+++ LISTED ENTRIES +++

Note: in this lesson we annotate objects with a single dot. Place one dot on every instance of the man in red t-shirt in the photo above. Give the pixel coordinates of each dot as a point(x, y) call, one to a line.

+++
+++ LISTED ENTRIES +++

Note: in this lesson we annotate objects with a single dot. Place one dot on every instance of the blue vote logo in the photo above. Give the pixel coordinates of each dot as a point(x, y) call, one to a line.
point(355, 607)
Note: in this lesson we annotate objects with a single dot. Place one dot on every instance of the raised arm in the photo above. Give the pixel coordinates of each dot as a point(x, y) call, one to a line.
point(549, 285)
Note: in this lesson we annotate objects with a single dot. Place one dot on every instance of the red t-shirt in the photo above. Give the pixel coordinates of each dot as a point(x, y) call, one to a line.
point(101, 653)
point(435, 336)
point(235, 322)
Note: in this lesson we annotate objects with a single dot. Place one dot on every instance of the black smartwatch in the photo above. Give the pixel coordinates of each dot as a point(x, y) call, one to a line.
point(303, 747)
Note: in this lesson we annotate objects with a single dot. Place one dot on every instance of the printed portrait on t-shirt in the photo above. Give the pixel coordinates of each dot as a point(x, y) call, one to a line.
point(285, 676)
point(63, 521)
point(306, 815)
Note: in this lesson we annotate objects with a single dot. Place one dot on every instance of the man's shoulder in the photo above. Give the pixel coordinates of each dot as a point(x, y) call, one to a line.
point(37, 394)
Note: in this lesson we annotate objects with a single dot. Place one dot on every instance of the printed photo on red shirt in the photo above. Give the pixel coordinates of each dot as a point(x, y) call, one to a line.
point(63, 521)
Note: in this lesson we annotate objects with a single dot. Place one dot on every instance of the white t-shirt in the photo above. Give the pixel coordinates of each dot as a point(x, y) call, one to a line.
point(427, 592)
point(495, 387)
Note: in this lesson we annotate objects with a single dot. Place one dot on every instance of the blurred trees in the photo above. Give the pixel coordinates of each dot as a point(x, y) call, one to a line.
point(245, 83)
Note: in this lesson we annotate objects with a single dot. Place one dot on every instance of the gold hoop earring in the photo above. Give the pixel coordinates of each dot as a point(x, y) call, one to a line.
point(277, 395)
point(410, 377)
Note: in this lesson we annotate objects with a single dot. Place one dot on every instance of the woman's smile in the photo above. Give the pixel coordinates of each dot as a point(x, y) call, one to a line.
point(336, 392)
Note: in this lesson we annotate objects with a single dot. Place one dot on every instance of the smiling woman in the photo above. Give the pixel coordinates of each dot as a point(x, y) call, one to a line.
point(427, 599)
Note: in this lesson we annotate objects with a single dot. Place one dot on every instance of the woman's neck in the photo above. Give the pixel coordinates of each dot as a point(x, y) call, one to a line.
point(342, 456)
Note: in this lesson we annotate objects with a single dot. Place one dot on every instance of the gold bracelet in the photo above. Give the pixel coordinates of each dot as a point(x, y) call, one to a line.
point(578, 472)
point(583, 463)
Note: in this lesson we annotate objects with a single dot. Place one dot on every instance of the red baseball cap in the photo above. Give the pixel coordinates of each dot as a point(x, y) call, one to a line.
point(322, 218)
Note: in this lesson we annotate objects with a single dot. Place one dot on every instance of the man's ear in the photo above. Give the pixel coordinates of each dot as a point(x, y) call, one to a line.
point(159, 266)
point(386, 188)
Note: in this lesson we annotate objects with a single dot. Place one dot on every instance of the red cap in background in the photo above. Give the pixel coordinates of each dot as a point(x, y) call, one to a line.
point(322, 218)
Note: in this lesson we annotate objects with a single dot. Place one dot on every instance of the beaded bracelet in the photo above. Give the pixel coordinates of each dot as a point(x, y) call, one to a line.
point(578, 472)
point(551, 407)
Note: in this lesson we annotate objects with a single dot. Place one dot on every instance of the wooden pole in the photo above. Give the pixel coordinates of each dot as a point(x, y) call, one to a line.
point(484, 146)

+++
+++ LISTED ENTRIES +++

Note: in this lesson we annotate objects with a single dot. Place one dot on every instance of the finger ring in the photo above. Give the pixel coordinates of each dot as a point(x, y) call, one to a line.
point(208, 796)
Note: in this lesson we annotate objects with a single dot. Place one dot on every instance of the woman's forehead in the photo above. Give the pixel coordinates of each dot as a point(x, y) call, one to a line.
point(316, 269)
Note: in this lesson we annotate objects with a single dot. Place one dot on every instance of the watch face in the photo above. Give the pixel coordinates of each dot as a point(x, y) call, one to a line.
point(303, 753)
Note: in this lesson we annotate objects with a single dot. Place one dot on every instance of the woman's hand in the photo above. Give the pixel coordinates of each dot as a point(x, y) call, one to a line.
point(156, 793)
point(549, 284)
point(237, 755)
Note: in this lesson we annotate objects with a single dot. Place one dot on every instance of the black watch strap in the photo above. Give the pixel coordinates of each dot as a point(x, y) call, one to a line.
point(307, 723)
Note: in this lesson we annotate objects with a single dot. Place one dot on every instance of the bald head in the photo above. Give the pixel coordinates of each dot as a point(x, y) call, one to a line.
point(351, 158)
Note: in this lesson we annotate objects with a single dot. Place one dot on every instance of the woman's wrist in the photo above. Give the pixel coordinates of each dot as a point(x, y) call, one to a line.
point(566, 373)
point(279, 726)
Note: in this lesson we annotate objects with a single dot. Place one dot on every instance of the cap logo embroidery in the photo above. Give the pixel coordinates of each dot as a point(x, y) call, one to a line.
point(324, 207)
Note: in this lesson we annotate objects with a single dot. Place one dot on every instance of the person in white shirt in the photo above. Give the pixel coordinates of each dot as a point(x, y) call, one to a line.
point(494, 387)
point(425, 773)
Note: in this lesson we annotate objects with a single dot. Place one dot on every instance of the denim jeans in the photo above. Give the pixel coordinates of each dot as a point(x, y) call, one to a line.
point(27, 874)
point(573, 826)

+++

__REQUIRED TASK__
Render the stretch from the line containing "of the blurred" through the line containing "point(410, 377)" as a two-column CSV with the headers text and answer, one row per item. Put each value in a single quoted field, with line breaks turned into spaces.

__TASK ANSWER__
text,answer
"Note: in this lesson we annotate objects with a single dot. Place one dot on every instance of the blurred trees in the photo above. Give the pixel coordinates of each dot as a point(x, y) call, one to a line.","point(245, 83)"
"Note: in this lesson we annotate objects with a single dot. Place one dot on every instance of the gold hoop earring in the photo above. Give the pixel coordinates of each dot as a point(x, y) call, one to a line.","point(277, 395) point(410, 377)"